### Passage provided
☆ ☆ ☆ ☆ ☆
Prairie View Bowl, W 37–16 vs. Central State (OH)
- Conference: Southwestern Athletic Conference
- Record: 6–3 (4–3 SWAC)
- Head coach: Billy Nicks (14th season);
- Home stadium: Edward L. Blackshear Field

= 1962 Prairie View A&M Panthers football team =

American college football season

The 1962 Prairie View A&M Panthers football team represented Prairie View A&M College of Texas (now known as Prairie View A&M University) as a member of the Southwestern Athletic Conference (SWAC) during the 1962 NCAA College Division football season. Led by 14th-year head coach Billy Nicks, the Panthers compiled an overall record of 6–3, with a conference record of 4–3, and finished fourth in the SWAC.
☆ ☆ ☆ ☆ ☆
### Entries shown
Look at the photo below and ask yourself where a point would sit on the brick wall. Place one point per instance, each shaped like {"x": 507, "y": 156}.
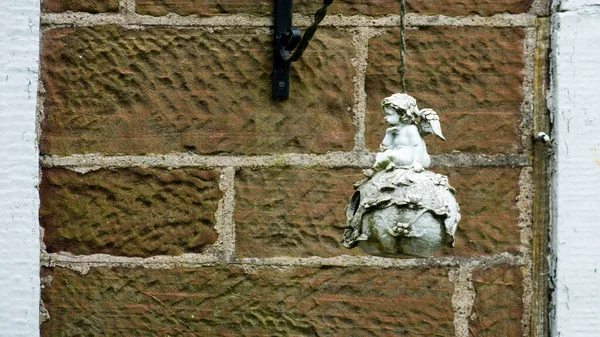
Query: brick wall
{"x": 177, "y": 198}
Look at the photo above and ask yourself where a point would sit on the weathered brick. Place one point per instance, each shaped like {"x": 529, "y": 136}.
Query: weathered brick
{"x": 498, "y": 307}
{"x": 113, "y": 90}
{"x": 129, "y": 212}
{"x": 90, "y": 6}
{"x": 292, "y": 212}
{"x": 472, "y": 76}
{"x": 233, "y": 301}
{"x": 487, "y": 199}
{"x": 344, "y": 7}
{"x": 467, "y": 7}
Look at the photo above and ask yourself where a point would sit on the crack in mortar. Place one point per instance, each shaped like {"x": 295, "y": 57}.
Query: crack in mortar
{"x": 525, "y": 206}
{"x": 360, "y": 40}
{"x": 84, "y": 163}
{"x": 127, "y": 16}
{"x": 462, "y": 299}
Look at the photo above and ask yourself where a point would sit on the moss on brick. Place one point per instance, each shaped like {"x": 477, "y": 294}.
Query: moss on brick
{"x": 129, "y": 212}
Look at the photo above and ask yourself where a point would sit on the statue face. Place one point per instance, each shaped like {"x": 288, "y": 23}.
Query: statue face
{"x": 391, "y": 115}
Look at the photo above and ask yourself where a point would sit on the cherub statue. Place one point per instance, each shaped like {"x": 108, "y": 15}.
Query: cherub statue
{"x": 403, "y": 144}
{"x": 401, "y": 209}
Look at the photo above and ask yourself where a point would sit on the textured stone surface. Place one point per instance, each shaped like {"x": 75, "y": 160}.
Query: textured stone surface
{"x": 472, "y": 76}
{"x": 300, "y": 213}
{"x": 113, "y": 90}
{"x": 222, "y": 301}
{"x": 345, "y": 7}
{"x": 91, "y": 6}
{"x": 292, "y": 212}
{"x": 132, "y": 212}
{"x": 498, "y": 307}
{"x": 488, "y": 205}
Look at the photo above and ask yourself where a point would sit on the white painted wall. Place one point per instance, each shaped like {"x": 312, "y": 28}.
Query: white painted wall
{"x": 576, "y": 183}
{"x": 19, "y": 229}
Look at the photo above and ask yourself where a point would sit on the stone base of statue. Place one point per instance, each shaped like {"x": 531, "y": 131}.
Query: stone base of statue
{"x": 399, "y": 212}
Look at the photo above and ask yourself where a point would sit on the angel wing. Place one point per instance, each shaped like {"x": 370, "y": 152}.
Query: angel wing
{"x": 430, "y": 123}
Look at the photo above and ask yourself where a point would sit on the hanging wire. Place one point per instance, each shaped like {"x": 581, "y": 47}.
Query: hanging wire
{"x": 402, "y": 67}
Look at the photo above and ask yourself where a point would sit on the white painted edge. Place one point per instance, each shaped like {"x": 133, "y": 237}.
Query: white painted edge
☆ ☆ ☆ ☆ ☆
### Tasks
(1) In the passage on the 1962 Prairie View A&M Panthers, what place did the team finish in the Southwestern Athletic Conference?
(2) Give every label that begins a bulleted line in the passage on the 1962 Prairie View A&M Panthers.

### The solutions
(1) Fourth

(2) Conference, Record, Head coach, Home stadium